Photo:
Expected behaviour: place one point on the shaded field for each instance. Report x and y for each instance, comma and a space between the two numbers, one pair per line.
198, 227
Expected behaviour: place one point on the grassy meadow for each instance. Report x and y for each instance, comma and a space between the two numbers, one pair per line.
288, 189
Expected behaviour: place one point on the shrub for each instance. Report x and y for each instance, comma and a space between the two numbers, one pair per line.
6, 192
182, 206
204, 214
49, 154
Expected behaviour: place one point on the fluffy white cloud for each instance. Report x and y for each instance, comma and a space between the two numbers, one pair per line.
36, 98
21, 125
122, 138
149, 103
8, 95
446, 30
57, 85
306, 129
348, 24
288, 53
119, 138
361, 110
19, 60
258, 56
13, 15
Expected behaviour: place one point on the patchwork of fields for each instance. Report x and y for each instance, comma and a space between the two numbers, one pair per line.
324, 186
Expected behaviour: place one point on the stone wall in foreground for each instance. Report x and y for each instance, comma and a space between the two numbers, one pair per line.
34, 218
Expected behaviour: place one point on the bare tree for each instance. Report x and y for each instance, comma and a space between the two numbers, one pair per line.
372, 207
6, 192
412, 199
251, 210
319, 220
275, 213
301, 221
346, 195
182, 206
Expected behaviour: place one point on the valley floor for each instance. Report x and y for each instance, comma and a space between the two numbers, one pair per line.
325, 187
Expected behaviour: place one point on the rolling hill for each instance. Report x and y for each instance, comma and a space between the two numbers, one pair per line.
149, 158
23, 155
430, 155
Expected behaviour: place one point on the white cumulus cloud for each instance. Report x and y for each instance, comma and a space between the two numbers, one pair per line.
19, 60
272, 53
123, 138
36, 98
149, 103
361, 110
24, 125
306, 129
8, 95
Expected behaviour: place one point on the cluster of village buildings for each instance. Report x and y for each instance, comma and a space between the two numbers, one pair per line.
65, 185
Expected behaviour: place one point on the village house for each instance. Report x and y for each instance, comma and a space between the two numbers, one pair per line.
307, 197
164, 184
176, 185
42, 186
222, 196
▬▬▬▬▬▬▬▬▬▬
*REQUIREMENT*
Quote each line above in full, word for word.

*SOLVED EXERCISE*
Photo:
Expected behaviour: place one point on the shaded field for each instance. Report x and y for each instance, comma and a space between the two numbers, one pair per line.
198, 227
Expected behaviour: place one point on the grassy meadow for each instance. Report x and y for each instance, comma and a space between the two numbers, one pair per line.
288, 189
Expected behaviour: place one point on the shrub for each instance. Report x and y for each instance, comma and a space between the two numbers, one pair per line.
6, 192
182, 206
204, 214
49, 154
Expected behaviour: place one point on the fluffy white cloud for each instance. Report x and y for each instance, comma and a space between the two numbers, one pair per line.
36, 98
21, 125
122, 138
149, 103
8, 95
446, 30
57, 85
306, 129
348, 24
288, 53
119, 138
361, 110
19, 60
258, 56
13, 15
Expected behaviour: place one point on the patchwork of fields for each instance. Report x and y for each instance, comma and a space between the two numbers, one pair per line.
324, 186
Expected behaviour: place one point on the stone wall in foreground for each instance. Report x and y for each instance, comma and a space between the two numbers, one pair per line.
34, 218
Expected behaviour: place one point on the bare tree for each instance. Report x and y for each instance, comma and a space between the two numbers, one pair per line.
372, 207
6, 192
412, 199
251, 210
319, 220
275, 213
301, 221
346, 195
182, 206
Expected behaviour: place one point on the valley floor for each instance. Report x and y for each instance, comma and a space between the two numbers, one pair per line.
325, 187
Expected behaviour: place one point on the rolling hill for each instance. Report x and y for each instance, comma and a space between the two numbers, one pair per line.
149, 158
23, 155
430, 155
Expected behaviour: place one point on the white cumulus cloud for each instance. Report x and y for each instance, comma and a space between the two numbers, one pair per line.
19, 60
272, 53
123, 138
36, 98
149, 103
361, 110
24, 125
306, 129
8, 95
Expected behaviour: place one point on the cluster of village buildings for each instance. Report x and y for each instance, comma and a space between the two numbers, one pair per line.
65, 185
Expected behaviour: place one point on the village house for each instance. Report x and y for each instance, comma and a space between the two numbers, one pair per line.
307, 197
164, 184
176, 185
42, 186
222, 196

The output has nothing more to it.